What to do -
Duplicate every one of the following records line for line, keeping each line identical to the original.

Extracted records -
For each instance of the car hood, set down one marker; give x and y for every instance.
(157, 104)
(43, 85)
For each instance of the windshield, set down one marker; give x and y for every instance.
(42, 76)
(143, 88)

Answer to the exercise -
For each instance of the car hood, set down one marker; give x and y for every instance.
(157, 104)
(43, 85)
For each instance of the windshield, set down one marker; give x and y for every instance.
(42, 76)
(143, 88)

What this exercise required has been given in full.